__Selected passage__
This post was written almost 6 months ago and due to being embarrassed I never hit publish.
I think I have hit a place now where my discomfort is counteracted with a belief that I am going to beat this invisible but brutal energy.
The post goes like this …
Last weekend was the end of a glorious three-week Christmas break that I was so excited to be given despite only recently taken employment again. You see working for yourself often means holidays aren’t an entire break from your business. You may take them, but you always have your phone and laptop nearby to sort out problems or hustle up more work for when you’re back on deck.
The last days of this holiday were meant to be spent soaking up the goodness of all that I had gotten up to over my break and preparing for the working week ahead.
However, our weekend went to pot around 11 pm on Saturday night, with my husband being called out to a job (he is a funeral director, and this happens … a lot).
As the phone rang, I woke up a little startled but eventually settled myself back to sleep after he left. Interestingly, the main thing that I had gotten in place over my holidays was my sleeping, and suddenly my body was loving it and craving it even. Something that hadn’t happened in a couple of years.
On my husband’s arrival back home an hour or so later, he came back into the bedroom and touched my arm to whispered he was back, the job he was called to had shaken him up and that he wasn’t going to come to bed for a bit. As I opened my eyes, startled, I immediately asked what had happened.
His reply was simple. ‘She was only two years older than you’.
With that, my mind took off. I was now wide awake, and my thoughts went to a weekend when a woman required my husband to pull her deceased from a car. She was my age. With three kids, the same ages as my own; one a good friend to my daughter. She worked in the same hospital district as me even. And one night when travelling home from her shift she slipped away. By accident.

__Tasks to complete__
**A)** In the blog post, what is the husband's job?
**B)** Write the next part of the blog post, picking up after its final sentence.
The data after the blog post isn't needed.

__Information__
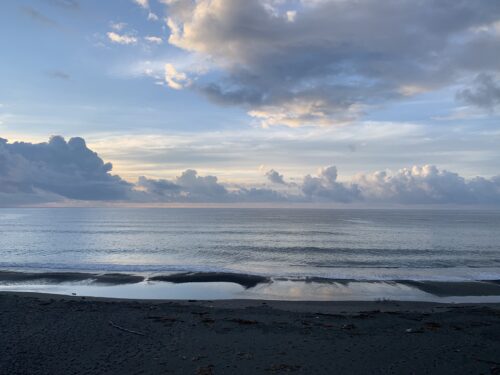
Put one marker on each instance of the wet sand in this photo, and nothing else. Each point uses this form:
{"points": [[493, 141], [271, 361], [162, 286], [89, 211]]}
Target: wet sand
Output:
{"points": [[50, 334]]}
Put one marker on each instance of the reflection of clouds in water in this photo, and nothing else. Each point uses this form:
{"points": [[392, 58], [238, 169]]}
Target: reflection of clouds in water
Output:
{"points": [[336, 291]]}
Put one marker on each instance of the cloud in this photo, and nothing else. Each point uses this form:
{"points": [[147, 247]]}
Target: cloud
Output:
{"points": [[188, 187], [152, 17], [38, 17], [328, 62], [485, 92], [59, 170], [58, 74], [56, 170], [176, 80], [153, 39], [142, 3], [326, 188], [121, 39], [427, 185], [274, 177], [118, 26], [66, 4]]}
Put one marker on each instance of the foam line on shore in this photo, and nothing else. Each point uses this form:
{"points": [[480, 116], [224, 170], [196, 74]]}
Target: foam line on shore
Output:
{"points": [[245, 280], [62, 277]]}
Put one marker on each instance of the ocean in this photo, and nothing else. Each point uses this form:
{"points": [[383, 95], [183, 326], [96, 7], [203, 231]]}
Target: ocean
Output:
{"points": [[283, 244]]}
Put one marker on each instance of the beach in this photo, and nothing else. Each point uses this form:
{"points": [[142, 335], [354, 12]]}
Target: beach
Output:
{"points": [[54, 334]]}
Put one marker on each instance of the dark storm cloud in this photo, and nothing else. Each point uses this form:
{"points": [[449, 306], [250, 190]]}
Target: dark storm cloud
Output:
{"points": [[333, 59], [484, 93], [59, 169]]}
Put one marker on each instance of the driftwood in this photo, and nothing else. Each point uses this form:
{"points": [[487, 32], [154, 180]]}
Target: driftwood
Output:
{"points": [[125, 329]]}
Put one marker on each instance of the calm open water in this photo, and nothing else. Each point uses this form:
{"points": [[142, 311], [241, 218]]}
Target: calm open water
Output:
{"points": [[337, 244]]}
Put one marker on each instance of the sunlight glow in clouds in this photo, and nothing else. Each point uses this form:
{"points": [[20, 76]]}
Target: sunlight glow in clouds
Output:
{"points": [[248, 98], [60, 170]]}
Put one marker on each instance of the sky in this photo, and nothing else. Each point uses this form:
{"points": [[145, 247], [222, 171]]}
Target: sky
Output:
{"points": [[351, 102]]}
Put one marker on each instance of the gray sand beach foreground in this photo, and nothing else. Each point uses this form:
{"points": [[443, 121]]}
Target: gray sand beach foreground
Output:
{"points": [[53, 334]]}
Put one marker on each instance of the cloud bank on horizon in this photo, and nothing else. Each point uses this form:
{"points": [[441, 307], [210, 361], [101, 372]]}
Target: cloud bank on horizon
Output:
{"points": [[310, 62], [68, 171]]}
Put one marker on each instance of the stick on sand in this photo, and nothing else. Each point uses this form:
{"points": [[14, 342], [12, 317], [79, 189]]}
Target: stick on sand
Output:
{"points": [[125, 329]]}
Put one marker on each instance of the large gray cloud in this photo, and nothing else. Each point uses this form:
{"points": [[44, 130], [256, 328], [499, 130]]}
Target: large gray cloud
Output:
{"points": [[484, 93], [427, 185], [323, 62], [56, 170]]}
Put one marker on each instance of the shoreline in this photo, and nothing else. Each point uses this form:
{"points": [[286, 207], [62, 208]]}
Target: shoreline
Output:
{"points": [[225, 285], [44, 333]]}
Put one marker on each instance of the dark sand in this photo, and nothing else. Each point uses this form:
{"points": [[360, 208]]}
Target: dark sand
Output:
{"points": [[48, 334]]}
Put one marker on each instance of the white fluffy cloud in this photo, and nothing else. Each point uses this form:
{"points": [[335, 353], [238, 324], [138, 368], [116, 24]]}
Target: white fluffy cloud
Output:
{"points": [[176, 80], [153, 39], [326, 62], [56, 170], [121, 38], [142, 3]]}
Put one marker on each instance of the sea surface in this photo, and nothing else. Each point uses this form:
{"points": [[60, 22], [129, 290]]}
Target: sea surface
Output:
{"points": [[442, 245]]}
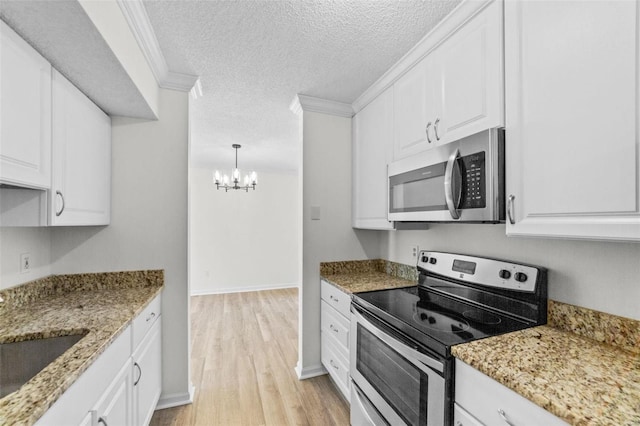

__Answers to the problems__
**A)** He is a funeral director.

**B)**
Only a couple of weeks later my husband was called to attend another crash. Only this time he wasn’t on business. He was coming to be with me as I lay stuck in my car. I still cannot think about all of this without choking up. I was so scared that day that I was going to be next to leave children motherless.
Not able to settle back into sleep again, I got up to check on my Husband who was mucking around with his fishing lures in the garage.
Who was I to be shaken up by another woman’s death when he was the one who had to take her from her home and those that love her I kept telling myself.
As usual, my husband was fine. He just needed to go to his ‘happy place’ as he always puts it.
Returning to bed, I knew I was going to have a battle on my hands to return to sleep. The unsettled feelings and whirlwind thoughts were racing through me. I should have just taken a sleeping tablet, but it was almost 1 am and that seemed too late to be taking anything.
I did fall asleep eventually but woke with a nightmare. I cannot even tell you what it was about (this is a good thing… I think).
Normally my nightmares are specific, and there is always a deafening sound. Most certainly the result of being involved in three too many car accidents over my life.
From that nightmare on I barely slept. My body was back to shaking, and I felt crazy and angry and upset.
The sun eventually rose, so I started my day, trying to push aside the events of the night.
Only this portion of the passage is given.